§ **Текст задания a**
Покажите целиком каждую строку исходных данных, в которой встречается слово «belt».

Драматичной и символической борьбе Верстовского с Глинкой, в высшей степени показательной для истории развития русской оперы, была посвящена важная статья-некролог Александра Серова, посвященная им его другу, Аполлону Григорьеву, и опубликованная в журнале “Иллюстрация” 20 декабря 1862 года.

Серов являлся в тот момент самым, быть может, влиятельным русским музыкальным критиком. Он, разумеется, высоко оценивал гений уже покойного к этому времени Глинки, но отдавал должное и Верстовскому, хотя и весьма сурово его критиковал.

Серов называл Верстовского “знаменитым народным русским композитором”, но безжалостно осуждал его за дилетантизм и провинциализм, которые он считал характерными чертами Большого театра того времени. Оперы Верстовского, заявлял Серов, были, в сущности, только лишь расширенными русскими водевилями – “сборниками куплетов и песен с примесью кое-каких драматических намерений, увеселительных танцев и декорационных затей”[130].

Самой сильной оперой Верстовского Серов, как и многие другие, считал “Аскольдову могилу”, даже предрекая ей одно из самых почетных мест в истории русского искусства. (При этом Серов не позабыл отметить, что это популярное сочинение Верстовского, показанное на сцене Большого уже около трехсот раз, принесло театру свыше миллиона рублей дохода!) Но и тут Серов оговаривается, что по сравнению с операми Глинки “Аскольдова могила” – “дилетантский недоносок”.

Серов подтверждает справедливость честолюбивых утверждений Верстовского о том, что московская публика гораздо больше любит “Аскольдову могилу”, нежели “Жизнь за царя”. Но Серов не ограничивается этим, а формулирует еще более важное наблюдение о творчестве Верстовского – “что собственно мелодическим изобретением оно богаче Глинки, что мелодия струится в нем свободнее и что мелодия эта затрагивает такие струны русской души, до которых Глинка не прикасался”[131].

Процитированное выше довольно-таки решительное заявление Серова впоследствии много раз оспаривалось, но в конце концов было признано справедливым новейшими историками русской оперы. Эти слова Серова являются, в сущности, лучшей эпитафией Верстовскому.

§ **Исходные данные**
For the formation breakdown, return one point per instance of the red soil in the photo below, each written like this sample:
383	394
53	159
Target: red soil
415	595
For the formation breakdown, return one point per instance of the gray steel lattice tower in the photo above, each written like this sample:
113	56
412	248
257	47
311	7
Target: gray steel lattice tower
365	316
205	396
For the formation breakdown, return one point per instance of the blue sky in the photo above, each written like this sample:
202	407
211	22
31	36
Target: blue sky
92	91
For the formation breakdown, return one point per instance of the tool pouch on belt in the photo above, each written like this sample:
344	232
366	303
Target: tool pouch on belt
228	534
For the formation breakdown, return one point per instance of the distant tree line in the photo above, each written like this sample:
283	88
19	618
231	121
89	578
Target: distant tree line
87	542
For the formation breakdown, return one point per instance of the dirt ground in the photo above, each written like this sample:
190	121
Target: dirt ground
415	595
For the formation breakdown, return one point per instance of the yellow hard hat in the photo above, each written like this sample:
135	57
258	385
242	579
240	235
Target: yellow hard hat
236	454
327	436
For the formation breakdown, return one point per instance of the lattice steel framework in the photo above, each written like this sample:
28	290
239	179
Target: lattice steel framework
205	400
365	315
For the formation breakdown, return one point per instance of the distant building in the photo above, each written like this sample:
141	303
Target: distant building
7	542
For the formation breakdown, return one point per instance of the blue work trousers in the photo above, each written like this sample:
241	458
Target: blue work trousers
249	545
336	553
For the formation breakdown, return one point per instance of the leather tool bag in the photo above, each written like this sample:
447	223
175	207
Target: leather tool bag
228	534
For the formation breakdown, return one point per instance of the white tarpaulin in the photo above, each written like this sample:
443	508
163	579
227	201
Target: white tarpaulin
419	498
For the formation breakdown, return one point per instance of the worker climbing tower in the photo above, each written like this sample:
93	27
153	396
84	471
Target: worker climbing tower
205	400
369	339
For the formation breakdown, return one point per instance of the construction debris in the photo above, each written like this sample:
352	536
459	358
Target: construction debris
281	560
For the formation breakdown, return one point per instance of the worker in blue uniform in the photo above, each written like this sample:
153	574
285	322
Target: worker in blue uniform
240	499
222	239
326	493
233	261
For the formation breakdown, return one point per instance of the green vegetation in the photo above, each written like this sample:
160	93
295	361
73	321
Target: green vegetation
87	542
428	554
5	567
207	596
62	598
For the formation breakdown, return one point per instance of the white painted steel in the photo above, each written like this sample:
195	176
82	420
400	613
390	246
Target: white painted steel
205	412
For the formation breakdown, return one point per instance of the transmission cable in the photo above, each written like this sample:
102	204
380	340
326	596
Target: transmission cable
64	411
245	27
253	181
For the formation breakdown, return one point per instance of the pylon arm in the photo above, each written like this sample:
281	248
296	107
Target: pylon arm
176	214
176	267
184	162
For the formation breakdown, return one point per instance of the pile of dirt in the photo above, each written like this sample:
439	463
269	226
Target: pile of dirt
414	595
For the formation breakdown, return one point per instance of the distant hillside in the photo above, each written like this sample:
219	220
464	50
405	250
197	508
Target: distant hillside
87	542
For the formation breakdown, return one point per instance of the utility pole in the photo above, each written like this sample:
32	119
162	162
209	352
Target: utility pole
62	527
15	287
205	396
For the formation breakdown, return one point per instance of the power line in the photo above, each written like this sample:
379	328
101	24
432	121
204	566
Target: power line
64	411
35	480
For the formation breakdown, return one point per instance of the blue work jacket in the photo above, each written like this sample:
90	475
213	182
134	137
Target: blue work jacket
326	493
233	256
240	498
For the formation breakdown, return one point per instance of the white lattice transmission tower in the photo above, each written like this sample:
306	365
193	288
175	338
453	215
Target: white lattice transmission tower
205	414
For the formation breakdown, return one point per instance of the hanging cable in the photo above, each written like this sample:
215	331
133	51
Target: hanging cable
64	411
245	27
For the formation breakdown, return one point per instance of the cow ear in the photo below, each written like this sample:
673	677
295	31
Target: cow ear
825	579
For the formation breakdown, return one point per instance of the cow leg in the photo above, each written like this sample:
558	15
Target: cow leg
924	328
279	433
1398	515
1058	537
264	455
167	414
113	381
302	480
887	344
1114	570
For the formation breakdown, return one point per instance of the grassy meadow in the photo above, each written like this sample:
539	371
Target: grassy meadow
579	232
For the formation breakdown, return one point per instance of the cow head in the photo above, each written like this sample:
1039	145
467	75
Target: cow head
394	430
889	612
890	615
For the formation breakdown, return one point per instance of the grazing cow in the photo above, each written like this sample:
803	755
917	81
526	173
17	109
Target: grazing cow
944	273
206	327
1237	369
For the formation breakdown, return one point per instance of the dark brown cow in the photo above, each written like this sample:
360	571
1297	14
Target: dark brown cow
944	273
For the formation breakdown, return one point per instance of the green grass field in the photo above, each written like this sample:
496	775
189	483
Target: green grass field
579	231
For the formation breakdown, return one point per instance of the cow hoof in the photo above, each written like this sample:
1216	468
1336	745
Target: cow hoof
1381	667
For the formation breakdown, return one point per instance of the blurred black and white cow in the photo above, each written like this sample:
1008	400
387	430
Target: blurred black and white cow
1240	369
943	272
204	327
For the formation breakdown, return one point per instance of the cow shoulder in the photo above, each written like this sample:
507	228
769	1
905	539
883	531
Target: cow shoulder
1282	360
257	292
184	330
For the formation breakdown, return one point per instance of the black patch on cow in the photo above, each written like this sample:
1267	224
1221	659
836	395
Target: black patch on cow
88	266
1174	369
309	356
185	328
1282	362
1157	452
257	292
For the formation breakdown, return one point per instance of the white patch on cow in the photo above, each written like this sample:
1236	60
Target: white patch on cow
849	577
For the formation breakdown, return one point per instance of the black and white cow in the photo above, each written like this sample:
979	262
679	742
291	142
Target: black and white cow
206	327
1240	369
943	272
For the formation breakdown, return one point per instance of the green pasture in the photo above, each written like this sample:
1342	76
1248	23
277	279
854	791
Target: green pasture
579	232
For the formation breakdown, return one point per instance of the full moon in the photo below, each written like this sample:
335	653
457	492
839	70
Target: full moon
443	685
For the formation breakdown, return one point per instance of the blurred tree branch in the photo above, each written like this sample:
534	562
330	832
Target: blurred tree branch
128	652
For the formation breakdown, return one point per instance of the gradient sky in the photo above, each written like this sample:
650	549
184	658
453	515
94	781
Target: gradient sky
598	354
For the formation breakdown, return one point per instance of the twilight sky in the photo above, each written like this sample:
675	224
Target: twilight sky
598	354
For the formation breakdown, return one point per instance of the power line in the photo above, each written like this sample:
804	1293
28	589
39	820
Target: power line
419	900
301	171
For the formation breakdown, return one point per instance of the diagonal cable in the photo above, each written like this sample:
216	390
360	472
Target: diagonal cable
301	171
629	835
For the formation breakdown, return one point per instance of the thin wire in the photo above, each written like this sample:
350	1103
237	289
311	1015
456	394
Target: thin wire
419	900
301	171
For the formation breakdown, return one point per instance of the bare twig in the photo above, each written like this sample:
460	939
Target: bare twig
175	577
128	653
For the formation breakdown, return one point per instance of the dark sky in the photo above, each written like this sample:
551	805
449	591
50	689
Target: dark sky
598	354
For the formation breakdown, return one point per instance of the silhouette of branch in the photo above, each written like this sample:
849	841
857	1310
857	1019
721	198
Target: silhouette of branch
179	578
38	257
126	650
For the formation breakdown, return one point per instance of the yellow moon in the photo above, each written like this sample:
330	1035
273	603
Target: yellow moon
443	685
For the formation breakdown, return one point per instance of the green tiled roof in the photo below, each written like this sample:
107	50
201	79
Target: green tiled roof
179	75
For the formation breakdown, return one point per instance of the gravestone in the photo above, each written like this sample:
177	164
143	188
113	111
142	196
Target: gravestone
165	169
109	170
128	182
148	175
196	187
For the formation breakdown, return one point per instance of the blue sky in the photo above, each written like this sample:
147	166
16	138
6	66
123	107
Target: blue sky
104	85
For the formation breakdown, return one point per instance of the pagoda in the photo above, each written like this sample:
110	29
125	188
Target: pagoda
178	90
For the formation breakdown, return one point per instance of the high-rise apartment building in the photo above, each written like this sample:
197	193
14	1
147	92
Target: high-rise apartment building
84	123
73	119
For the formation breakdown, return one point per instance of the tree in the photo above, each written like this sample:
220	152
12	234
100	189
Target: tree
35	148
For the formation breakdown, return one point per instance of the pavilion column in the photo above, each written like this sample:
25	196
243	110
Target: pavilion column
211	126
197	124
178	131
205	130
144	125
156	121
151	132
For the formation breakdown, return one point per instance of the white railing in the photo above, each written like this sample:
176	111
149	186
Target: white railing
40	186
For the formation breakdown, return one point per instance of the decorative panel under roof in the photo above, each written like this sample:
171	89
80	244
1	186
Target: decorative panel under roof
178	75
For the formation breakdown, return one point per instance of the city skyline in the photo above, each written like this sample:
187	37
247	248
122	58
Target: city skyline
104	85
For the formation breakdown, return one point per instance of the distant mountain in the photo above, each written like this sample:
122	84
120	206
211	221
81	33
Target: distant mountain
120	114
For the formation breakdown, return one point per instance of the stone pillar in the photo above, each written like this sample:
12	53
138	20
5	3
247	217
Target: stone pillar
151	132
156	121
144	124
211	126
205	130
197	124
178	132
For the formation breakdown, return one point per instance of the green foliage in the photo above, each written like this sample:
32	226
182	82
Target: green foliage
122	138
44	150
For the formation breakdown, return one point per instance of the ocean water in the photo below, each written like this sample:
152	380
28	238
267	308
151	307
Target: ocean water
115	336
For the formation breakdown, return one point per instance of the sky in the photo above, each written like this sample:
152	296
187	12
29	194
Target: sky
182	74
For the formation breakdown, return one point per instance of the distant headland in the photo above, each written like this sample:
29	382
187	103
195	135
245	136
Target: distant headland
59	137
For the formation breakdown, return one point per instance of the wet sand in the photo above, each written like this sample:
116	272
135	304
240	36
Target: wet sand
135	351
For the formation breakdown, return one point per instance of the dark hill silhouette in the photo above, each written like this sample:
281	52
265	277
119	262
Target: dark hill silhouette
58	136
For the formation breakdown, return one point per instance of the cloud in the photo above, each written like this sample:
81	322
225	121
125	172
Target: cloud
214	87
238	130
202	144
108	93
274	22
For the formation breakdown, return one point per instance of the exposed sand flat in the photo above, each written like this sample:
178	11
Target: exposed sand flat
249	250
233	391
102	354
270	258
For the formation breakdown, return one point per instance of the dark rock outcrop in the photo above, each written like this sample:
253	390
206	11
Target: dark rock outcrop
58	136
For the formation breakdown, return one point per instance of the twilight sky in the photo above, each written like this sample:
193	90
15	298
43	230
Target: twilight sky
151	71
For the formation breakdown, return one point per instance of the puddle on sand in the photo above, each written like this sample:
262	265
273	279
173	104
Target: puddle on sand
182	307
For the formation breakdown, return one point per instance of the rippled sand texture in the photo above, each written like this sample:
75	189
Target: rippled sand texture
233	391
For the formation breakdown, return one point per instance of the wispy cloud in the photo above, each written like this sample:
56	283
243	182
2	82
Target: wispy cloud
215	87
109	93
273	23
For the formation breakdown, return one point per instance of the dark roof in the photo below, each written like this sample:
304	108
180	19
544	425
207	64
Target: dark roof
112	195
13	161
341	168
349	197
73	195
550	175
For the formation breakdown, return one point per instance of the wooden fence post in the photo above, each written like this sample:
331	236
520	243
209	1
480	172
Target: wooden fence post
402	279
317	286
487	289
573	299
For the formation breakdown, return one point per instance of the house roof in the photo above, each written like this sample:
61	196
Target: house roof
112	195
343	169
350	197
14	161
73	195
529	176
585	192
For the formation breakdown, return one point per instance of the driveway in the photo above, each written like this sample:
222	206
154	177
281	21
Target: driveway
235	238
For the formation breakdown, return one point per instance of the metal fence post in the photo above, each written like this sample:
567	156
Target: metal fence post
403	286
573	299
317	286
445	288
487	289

§ **Текст задания b**
Перепишите без изменений отрывок текста о Верстовском и Глинке от «Драматичной и символической» до «декабря 1862 года.».

§ **Письменный ответ a**
For the formation breakdown, return one point per instance of the tool pouch on belt in the photo above, each written like this sample:
Target: tool pouch on belt

§ **Письменный ответ b**
Драматичной и символической борьбе Верстовского с Глинкой, в высшей степени показательной для истории развития русской оперы, была посвящена важная статья-некролог Александра Серова, посвященная им его другу, Аполлону Григорьеву, и опубликованная в журнале “Иллюстрация” 20 декабря 1862 года.